GIVEN TEXT ▸
::::::::::
The pieces are beginning to fall into place. The heated discussion amongst the hornets. The necessity of paying in full up front. The clandestine trip to the opposite river bank to meet our boat, away from the small blue and white police hut on the waterfront. No other boats other than the official Chinese Government owned cruisers downstream. 

But no-one’s explaining, and our daytrip is heading badly down the gurgler, so I walk back over to the boat and yell out “What’s happening?” to the group of men. This time a Polo Shirt looks up, laughs, and looks away. We’ve been duped. Our boat was never going anywhere near Yu Cun. Bugger. 

What happens next is that our boatman goes from pleading on bended knees, grasping the hands of a Polo Shirt, to sharing a cigarette with them. Some sort of agreement has been reached, and I haven’t seen a single yuan change hands. The Polo Shirts have pulled out a huge wrench, and are now removing the engine from the boat, without apparent protest. They’re confiscating the engines. First our boat, then the second boat. The engines are loaded onto a tricycle, and the two boatmen and three Polo Shirts start pushing them away from the jetty and up the hill. 

photos courtesy of R Smith

We eight foreigners might as well be invisible. This is clearly between the Polo Shirts and the boatmen, and not open to foreign interference. By now, I’m incensed – we’re going nowhere, it’s stinking hot, and we’re down 260 yuan. 

“Forget it” my husband tells me. “You’ll never get that money back!”

Never tell me never. I run after the police, my co-conspirator and Shanghai girlfriend RS by my side. She knows, as I do, that this is not about getting our money back. This is about the principle of the thing. Because if you dupe foreigners and get away with it once, you’ll try it again.

The Polo Shirts have arrived with the two engines at a huge locked shed. Brazen now, and sick of being ignored, I shout “What about our money?” They look at us, two sweaty, hot, bothered foreign women with basic Mandarin, but this time they can sense something serious in our voices.
::::::::::
GIVEN ENTRIES ▸
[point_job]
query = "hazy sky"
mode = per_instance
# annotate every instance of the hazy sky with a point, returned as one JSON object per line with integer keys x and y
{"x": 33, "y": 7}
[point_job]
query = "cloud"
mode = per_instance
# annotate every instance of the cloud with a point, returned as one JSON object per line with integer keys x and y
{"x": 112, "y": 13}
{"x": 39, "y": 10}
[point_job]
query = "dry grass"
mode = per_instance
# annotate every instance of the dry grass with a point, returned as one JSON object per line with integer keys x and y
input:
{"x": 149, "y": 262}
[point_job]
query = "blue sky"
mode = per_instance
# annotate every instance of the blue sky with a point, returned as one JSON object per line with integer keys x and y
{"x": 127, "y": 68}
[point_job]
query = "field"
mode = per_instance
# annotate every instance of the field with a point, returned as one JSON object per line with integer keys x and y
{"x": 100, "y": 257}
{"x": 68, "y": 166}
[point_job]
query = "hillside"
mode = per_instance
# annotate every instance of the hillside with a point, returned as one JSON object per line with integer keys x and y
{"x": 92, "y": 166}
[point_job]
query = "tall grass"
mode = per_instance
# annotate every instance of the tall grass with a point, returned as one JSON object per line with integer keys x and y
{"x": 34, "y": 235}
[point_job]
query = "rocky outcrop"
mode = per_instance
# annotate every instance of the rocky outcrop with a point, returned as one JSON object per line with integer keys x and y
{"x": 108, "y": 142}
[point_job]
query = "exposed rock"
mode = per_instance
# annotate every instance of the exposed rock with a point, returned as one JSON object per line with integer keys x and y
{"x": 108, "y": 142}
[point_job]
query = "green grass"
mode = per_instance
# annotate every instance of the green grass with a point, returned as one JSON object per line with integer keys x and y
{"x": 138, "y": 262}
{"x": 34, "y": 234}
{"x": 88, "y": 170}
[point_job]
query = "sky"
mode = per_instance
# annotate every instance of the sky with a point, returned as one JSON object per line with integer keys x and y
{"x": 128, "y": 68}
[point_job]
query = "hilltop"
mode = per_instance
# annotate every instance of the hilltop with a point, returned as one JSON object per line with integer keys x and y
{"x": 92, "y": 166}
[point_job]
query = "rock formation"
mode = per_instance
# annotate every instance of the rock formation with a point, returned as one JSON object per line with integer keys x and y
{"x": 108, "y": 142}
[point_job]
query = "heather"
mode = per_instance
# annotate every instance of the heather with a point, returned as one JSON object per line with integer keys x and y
::::::::::
WHAT IS ASKED ▸
a: In the boat-trip excerpt, why does the narrator run after the police after being told "You'll never get that money back!"? Answer in one to three sentences.
b: Locate every line in the entries that contains the word "exposed", and copy each of those lines.
The text and the entries were drawn from separate sources.

ANSWERS ▸
a: The goal is not to recover the money but to uphold a principle. As the narrator explains, if someone dupes foreigners and gets away with it once, that person will try it again.

b:
query = "exposed rock"
# annotate every instance of the exposed rock with a point, returned as one JSON object per line with integer keys x and y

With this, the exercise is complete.